**Problem to work on**
The entries that follow include a run beginning at the line with "the wildflower, then" and ending at the line with "target | car windshield"; restate that run word for word and leave the rest out.

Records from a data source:

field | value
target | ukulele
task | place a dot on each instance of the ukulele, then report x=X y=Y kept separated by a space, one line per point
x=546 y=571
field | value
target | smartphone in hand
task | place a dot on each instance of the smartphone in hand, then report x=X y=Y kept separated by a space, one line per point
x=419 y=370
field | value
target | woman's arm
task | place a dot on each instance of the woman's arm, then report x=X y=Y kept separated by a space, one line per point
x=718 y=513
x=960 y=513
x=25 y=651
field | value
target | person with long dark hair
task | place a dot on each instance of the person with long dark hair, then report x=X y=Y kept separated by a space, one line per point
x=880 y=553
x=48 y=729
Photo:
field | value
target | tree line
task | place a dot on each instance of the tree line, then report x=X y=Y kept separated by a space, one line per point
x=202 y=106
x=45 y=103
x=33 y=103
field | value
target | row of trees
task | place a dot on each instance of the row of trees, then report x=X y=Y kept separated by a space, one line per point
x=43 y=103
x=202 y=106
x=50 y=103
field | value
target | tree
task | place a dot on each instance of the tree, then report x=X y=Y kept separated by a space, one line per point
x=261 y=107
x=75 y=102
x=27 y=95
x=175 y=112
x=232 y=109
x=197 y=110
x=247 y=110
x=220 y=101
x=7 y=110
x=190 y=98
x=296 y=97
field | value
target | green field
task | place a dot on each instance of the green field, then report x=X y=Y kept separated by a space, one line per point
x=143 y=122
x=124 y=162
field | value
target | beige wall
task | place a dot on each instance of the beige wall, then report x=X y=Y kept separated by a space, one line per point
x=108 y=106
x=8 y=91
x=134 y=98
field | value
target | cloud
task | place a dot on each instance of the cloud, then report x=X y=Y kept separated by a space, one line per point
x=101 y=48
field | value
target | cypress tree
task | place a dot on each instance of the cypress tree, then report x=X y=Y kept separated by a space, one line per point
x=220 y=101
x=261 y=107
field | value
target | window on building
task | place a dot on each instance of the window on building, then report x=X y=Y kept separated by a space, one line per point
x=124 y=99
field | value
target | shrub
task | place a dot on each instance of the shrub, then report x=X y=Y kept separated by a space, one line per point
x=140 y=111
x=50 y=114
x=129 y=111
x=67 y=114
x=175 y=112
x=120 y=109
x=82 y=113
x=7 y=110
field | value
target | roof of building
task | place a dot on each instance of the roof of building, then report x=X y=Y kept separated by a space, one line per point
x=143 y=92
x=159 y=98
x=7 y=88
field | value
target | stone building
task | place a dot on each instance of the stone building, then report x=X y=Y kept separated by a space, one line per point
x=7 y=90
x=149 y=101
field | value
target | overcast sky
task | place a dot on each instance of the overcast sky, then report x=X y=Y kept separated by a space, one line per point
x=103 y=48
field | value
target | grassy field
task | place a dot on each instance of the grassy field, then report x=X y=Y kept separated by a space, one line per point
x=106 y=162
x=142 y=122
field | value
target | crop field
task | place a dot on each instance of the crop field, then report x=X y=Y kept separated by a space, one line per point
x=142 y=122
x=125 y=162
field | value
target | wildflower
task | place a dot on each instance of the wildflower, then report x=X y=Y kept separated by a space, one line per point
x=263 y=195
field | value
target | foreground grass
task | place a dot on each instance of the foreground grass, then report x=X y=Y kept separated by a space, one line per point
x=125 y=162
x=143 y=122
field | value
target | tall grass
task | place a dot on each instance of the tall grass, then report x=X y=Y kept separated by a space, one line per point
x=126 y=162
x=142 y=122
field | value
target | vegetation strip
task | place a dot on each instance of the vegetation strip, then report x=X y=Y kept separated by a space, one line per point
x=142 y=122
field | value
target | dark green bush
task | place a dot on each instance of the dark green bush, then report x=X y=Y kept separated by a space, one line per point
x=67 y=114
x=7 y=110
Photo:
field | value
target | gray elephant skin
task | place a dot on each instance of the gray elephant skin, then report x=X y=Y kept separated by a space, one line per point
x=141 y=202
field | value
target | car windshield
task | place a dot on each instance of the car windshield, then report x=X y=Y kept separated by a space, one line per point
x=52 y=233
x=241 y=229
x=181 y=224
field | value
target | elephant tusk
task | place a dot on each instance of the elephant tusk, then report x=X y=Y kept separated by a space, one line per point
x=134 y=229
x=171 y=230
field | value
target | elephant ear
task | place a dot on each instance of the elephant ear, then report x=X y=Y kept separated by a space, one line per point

**Exercise answer**
task | place a dot on each instance of the wildflower, then report x=X y=Y kept separated by a space, one line per point
x=263 y=195
field | value
target | foreground grass
task | place a dot on each instance of the foreground grass, then report x=X y=Y kept separated by a space, one line per point
x=125 y=162
x=143 y=122
field | value
target | tall grass
task | place a dot on each instance of the tall grass, then report x=X y=Y kept separated by a space, one line per point
x=126 y=162
x=142 y=122
field | value
target | vegetation strip
task | place a dot on each instance of the vegetation strip, then report x=X y=Y kept separated by a space, one line per point
x=142 y=122
field | value
target | dark green bush
task | place a dot on each instance of the dark green bush, then report x=X y=Y kept separated by a space, one line per point
x=67 y=114
x=7 y=110
Photo:
field | value
target | gray elephant skin
task | place a dot on each instance of the gray elephant skin, then report x=X y=Y kept separated by a space, one line per point
x=141 y=202
field | value
target | car windshield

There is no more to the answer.